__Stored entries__
++++++++++++++++++++

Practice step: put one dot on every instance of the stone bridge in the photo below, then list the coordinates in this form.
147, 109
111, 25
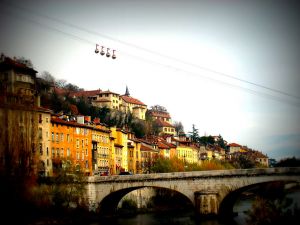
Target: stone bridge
211, 192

++++++++++++++++++++

__EXERCISE REQUIREMENTS__
If any image appears in the entries, omit it and return the rest verbatim.

__ANSWER TO THIS EXERCISE__
Practice step: put one dot on every instance of the stone bridge in the photo below, then list the coordinates in this form.
147, 109
111, 25
Target: stone bridge
211, 192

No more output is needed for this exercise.